[START OF Supplied text]

Multi-Touch Attribution Models in BigQuery

In November 2023, Google removed four attribution models from the GA4 UI:

Position-based (first/last click weighted)
Time-decay
Linear
Data-driven

These models are now exclusively available through BigQuery and the Google Analytics Data API via custom implementations. This guide covers SQL implementations for the three deterministic models and discusses why data-driven attribution is harder to replicate.

Why attribution modeling matters

Attribution answers the question: Which touchpoints deserve credit for a conversion?

Different models tell different stories:

Last-click: “The final touchpoint drives conversions” (simplest, default in GA4)
First-touch: “Initial awareness matters most”
Linear: “All touchpoints contribute equally”
Time-decay: “Recent interactions matter more”
Position-based: “First and last touches matter; middle touches split the remainder”

By analyzing each model, you can identify undervalued channels and optimize budget allocation.

Position-based attribution (40/20/40)

The position-based model allocates:

40% of credit to the first interaction
20% to middle interactions (split equally)
40% to the last interaction before conversion

SQL implementation

WITH user_sessions AS (
  SELECT
    user_pseudo_id,
    (SELECT value.int_value FROM UNNEST(event_params) WHERE key = 'ga_session_id') AS session_id,
    collected_traffic_source.manual_source AS source,
    collected_traffic_source.manual_medium AS medium,
    event_timestamp,
    event_name,
    ROW_NUMBER() OVER (
      PARTITION BY user_pseudo_id
      ORDER BY event_timestamp
    ) AS event_sequence
  FROM `project.analytics_PROPERTY_ID.events_*`
  WHERE _TABLE_SUFFIX BETWEEN '20240101' AND '20240131'
    AND (event_name = 'page_view' OR event_name = 'purchase')  -- Adjust based on your conversion event
),
conversion_paths AS (
  SELECT
    user_pseudo_id,
    ARRAY_AGG(
      STRUCT(
        source,
        medium,
        event_sequence,
        event_timestamp
      ) ORDER BY event_timestamp
    ) AS path
  FROM user_sessions
  WHERE event_name = 'purchase'  -- Only users who converted
  GROUP BY user_pseudo_id
),
touchpoint_credits AS (
  SELECT
    user_pseudo_id,
    source,
    medium,
    event_sequence,
    CASE
      WHEN event_sequence = ARRAY_LENGTH(path) THEN 0.40  -- Last touch
      WHEN event_sequence = 1 THEN 0.40  -- First touch
      ELSE 0.20 / (ARRAY_LENGTH(path) - 2)  -- Middle touches (equal split of 20%)
    END AS credit
  FROM conversion_paths,
  UNNEST(path) AS touchpoint WITH OFFSET AS event_sequence
  WHERE event_sequence < ARRAY_LENGTH(path)  -- Exclude the conversion event itself
)
SELECT
  source,
  medium,
  SUM(credit) AS total_credit,
  COUNT(DISTINCT user_pseudo_id) AS converting_users
FROM touchpoint_credits
GROUP BY source, medium
ORDER BY total_credit DESC

This approach:

Collects all page_view events per user (ordered by timestamp)

[END OF Supplied text]

Work to do –
1 > In the rows below, swap "dark cap" for "black cap" starting with the line with "Batch job #47 — class: dark cap" and going on through the line with "248;52;327;121", leaving every other part of those lines unchanged.
2 > Continue the BigQuery attribution guide from where it stops.

[START OF Material for the task]

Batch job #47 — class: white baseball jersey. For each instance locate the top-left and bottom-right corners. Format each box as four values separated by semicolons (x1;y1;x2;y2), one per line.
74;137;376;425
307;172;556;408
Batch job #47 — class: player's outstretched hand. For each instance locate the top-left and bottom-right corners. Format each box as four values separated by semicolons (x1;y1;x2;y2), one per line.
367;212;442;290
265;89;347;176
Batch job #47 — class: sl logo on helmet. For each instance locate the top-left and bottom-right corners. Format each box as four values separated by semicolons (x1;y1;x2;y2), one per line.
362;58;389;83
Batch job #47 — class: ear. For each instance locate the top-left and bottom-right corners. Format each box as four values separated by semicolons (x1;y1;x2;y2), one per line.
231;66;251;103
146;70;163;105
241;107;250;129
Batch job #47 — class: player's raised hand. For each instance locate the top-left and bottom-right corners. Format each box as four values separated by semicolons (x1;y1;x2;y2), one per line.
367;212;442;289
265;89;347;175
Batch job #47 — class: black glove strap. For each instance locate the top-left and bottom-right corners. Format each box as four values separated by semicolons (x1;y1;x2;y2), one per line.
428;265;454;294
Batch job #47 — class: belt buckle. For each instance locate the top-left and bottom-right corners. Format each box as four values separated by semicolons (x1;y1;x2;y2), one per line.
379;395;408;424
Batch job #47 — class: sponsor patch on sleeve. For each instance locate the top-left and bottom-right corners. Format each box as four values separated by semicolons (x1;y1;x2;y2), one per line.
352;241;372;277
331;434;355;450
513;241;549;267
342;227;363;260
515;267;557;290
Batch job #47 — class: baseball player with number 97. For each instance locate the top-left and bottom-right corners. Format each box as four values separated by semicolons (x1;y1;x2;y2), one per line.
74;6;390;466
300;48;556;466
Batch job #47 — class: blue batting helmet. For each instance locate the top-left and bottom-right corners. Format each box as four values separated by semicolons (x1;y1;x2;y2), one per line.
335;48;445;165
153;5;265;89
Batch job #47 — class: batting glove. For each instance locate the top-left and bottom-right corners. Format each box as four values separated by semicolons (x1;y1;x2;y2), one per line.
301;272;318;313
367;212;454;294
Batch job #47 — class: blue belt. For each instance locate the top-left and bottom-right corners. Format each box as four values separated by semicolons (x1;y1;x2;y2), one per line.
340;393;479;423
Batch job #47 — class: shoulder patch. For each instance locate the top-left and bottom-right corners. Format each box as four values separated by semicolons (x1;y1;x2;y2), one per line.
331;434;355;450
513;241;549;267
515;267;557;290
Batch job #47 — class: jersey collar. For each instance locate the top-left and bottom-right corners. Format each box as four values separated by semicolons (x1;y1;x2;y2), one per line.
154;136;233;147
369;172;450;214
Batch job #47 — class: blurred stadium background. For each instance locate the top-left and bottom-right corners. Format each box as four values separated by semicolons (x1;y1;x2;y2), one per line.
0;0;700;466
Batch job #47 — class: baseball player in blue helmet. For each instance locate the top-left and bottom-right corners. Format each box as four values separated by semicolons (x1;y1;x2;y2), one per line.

[END OF Material for the task]
[START OF Material for the task]

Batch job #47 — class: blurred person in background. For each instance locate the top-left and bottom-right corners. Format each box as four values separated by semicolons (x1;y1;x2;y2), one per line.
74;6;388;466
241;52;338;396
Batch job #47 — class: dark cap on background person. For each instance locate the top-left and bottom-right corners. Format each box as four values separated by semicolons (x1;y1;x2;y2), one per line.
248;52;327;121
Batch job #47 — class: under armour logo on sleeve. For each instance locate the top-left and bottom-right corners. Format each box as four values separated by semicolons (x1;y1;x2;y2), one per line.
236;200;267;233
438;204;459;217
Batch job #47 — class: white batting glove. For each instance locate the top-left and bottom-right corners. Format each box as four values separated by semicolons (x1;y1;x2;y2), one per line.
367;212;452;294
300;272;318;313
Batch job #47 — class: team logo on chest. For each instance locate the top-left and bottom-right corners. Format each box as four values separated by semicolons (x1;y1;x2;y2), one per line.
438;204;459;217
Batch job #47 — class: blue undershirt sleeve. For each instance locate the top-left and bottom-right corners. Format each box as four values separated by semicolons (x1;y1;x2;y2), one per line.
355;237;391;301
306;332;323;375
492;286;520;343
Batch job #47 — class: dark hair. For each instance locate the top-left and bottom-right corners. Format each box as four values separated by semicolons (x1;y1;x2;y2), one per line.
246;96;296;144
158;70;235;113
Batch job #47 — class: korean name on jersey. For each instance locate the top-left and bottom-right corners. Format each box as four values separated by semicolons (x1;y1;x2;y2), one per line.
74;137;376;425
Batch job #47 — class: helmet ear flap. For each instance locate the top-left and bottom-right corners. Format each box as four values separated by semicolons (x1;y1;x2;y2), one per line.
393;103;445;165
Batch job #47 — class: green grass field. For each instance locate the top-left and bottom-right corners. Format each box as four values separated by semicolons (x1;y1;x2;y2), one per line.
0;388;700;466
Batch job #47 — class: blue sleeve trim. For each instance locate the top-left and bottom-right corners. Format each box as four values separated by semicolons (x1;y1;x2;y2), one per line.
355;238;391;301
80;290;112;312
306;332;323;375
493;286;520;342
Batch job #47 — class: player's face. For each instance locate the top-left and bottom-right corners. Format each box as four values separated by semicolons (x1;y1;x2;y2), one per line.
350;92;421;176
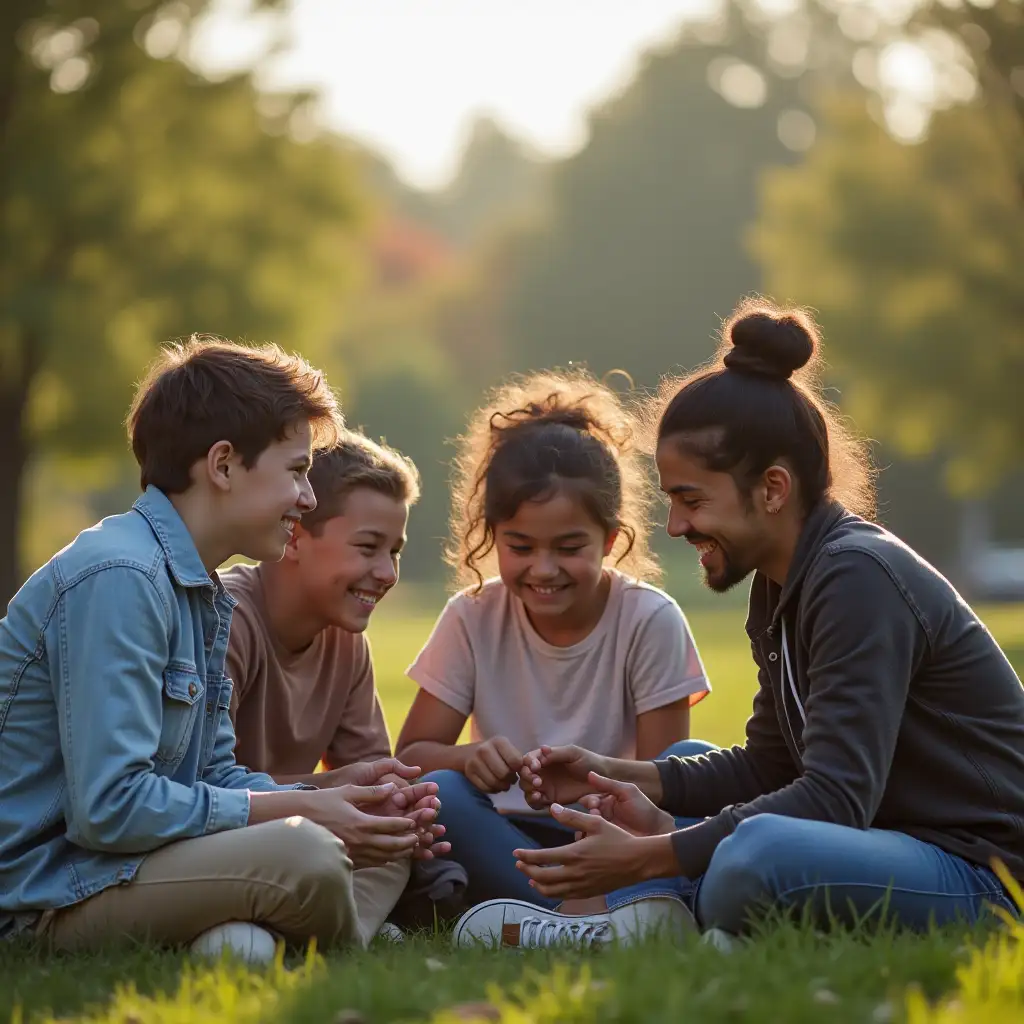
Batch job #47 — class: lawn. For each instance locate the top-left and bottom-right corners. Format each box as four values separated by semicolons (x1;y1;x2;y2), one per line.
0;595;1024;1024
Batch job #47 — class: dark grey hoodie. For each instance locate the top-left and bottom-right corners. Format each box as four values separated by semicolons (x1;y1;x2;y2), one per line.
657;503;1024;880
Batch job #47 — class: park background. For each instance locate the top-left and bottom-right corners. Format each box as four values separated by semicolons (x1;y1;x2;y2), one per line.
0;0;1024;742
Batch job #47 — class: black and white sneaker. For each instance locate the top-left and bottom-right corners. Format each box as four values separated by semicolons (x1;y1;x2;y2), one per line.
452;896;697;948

[END OF Material for the task]

Task answers –
1 >
Batch job #47 — class: black cap on background person. For each instance locate the top-left and bottom-right corners. Format each box as four values separated by semicolons (x1;y1;x2;y2), one per line.
248;52;327;121

2 >
Identifies only users who converted
Allocates 40% to the first touch, 40% to the last, and splits 20% equally among middle touches
Aggregates credit by source/medium

Time-decay attribution

Time-decay allocates more credit to recent interactions using an exponential decay function. The most common formula:

credit = 2^(-days_since_conversion / half_life)

With a half-life of 7 days:

Interaction 7 days before conversion: 50% of the weight of the last interaction
Interaction 14 days before conversion: 25% of the weight of the last interaction
Interaction 1 day before conversion: ~93% of the weight of the last interaction

SQL implementation

WITH user_conversions AS (
  SELECT
    user_pseudo_id,
    MIN(event_timestamp) AS first_conversion_timestamp
  FROM `project.analytics_PROPERTY_ID.events_*`
  WHERE event_name = 'purchase'
    AND _TABLE_SUFFIX BETWEEN '20240101' AND '20240131'
  GROUP BY user_pseudo_id
),
conversion_journeys AS (
  SELECT
    e.user_pseudo_id,
    e.event_timestamp,
    e.collected_traffic_source.manual_source AS source,
    e.collected_traffic_source.manual_medium AS medium,
    c.first_conversion_timestamp,
    TIMESTAMP_DIFF(c.first_conversion_timestamp, e.event_timestamp, DAY) AS days_before_conversion
  FROM `project.analytics_PROPERTY_ID.events_*` e
  INNER JOIN user_conversions c USING (user_pseudo_id)
  WHERE e.event_name = 'page_view'
    AND _TABLE_SUFFIX BETWEEN '20240101' AND '20240131'
    AND e.event_timestamp <= c.first_conversion_timestamp
    AND e.event_timestamp > TIMESTAMP_SUB(c.first_conversion_timestamp, INTERVAL 90 DAY)  -- Look back window
),
time_decay_credits AS (
  SELECT
    user_pseudo_id,
    source,
    medium,
    days_before_conversion,
    -- Exponential decay with 7-day half-life
    POW(2.0, -days_before_conversion / 7.0) AS decay_weight
  FROM conversion_journeys
),
normalized_credits AS (
  SELECT
    user_pseudo_id,
    source,
    medium,
    decay_weight / SUM(decay_weight) OVER (PARTITION BY user_pseudo_id) AS normalized_credit
  FROM time_decay_credits
)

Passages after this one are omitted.